Requests:
- 1) The Monty Hall passage calls his Big Deal a probability brain buster. In one to three sentences, say why.
- 2) Update the records from the first line down to the line containing "Could you please", swapping "mask" for "outline". Return only those lines.

Quoted text:

>>>

Welcome back to Mind Over Money. I'm Kevin Cook, your field guide and story teller for the fascinating arena of Behavioral Economics.

Last week, I made a video presentation called Gaming the Stock Market with Poker Smarts where I drew some very important connections between the behavioral analysis of poker champion Daniel Negreanu and the work that I do in playing stocks.

I wanted to follow-up this week with an expanded discussion on the topic.

And then something happened over the weekend that made me more certain about what angle to take: the legendary game show host Monty Hall of "Let's Make a Deal" fame passed away at the ripe young age of 96!

Monty's fun and laughs with his infamous Big Deal to win a new car simply by choosing one of 3 doors became a fantastic probability brain buster because of the fact he always gave contestants a chance to switch their original choice -- and risk ending up with a goat.

But Hall helped you by opening one of the doors that had a goat, so now you knew there was one less goat lurking behind the door you chose and the other that he was offering you. In the 1970s and 1980s it became a big discussion in national newspapers about whether it mattered if you switched your original choice.

And many times it was math professors who got the answer wrong.

<<<

Records for this exercise:

>>>

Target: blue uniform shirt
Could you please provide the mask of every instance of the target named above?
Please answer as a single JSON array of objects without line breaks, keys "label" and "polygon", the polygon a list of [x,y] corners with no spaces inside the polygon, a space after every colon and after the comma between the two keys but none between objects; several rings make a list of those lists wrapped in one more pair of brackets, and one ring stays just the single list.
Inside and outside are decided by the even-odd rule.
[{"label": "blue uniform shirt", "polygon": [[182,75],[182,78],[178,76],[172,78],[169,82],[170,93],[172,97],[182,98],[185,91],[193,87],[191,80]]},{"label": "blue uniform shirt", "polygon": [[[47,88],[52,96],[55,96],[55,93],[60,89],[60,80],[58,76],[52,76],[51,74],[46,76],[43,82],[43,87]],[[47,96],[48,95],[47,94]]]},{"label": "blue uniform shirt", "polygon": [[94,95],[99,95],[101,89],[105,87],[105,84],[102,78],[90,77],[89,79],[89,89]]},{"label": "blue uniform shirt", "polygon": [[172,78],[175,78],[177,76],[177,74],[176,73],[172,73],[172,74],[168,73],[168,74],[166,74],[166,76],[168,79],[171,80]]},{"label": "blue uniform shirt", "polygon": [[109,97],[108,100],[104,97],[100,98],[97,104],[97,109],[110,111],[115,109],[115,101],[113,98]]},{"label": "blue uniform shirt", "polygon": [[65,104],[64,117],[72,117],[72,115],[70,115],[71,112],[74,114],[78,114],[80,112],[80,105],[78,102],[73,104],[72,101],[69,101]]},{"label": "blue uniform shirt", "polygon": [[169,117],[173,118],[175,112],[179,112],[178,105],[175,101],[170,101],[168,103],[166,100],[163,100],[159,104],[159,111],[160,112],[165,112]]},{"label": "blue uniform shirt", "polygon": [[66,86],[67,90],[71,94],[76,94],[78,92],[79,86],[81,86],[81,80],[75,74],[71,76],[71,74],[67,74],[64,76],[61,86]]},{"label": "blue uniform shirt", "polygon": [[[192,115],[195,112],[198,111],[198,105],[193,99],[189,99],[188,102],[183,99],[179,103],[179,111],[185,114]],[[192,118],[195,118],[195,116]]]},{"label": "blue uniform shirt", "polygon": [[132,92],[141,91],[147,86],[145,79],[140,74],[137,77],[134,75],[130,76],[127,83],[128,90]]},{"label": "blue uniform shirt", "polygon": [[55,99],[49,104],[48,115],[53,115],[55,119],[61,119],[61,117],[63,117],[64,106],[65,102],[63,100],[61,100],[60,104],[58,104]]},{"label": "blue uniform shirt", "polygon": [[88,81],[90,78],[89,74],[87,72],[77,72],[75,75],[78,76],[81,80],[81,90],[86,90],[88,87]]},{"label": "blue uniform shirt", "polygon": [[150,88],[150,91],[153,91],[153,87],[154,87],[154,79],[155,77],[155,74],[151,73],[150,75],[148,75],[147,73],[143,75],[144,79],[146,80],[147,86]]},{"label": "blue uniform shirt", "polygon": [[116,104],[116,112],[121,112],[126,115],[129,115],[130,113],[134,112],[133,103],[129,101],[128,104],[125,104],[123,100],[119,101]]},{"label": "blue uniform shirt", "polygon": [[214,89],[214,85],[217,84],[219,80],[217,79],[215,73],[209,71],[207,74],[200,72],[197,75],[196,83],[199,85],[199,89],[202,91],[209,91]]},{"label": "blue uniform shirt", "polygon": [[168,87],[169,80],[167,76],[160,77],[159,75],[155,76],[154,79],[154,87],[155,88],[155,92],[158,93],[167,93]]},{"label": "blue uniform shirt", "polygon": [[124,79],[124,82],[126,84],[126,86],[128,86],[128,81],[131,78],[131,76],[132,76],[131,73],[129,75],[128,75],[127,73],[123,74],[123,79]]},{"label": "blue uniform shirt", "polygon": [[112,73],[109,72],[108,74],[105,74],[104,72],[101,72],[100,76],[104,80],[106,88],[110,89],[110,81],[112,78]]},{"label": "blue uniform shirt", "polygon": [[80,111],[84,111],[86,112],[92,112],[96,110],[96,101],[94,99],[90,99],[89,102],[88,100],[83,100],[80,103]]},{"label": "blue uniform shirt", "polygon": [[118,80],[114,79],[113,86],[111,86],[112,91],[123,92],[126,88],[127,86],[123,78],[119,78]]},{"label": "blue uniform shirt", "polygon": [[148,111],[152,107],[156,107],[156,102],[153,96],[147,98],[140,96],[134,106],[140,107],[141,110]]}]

<<<

Exercise answers:
- 1) It became a brain buster because Monty always gave contestants a chance to switch their original choice of door, at the risk of ending up with a goat.

- 2)
Target: blue uniform shirt
Could you please provide the outline of every instance of the target named above?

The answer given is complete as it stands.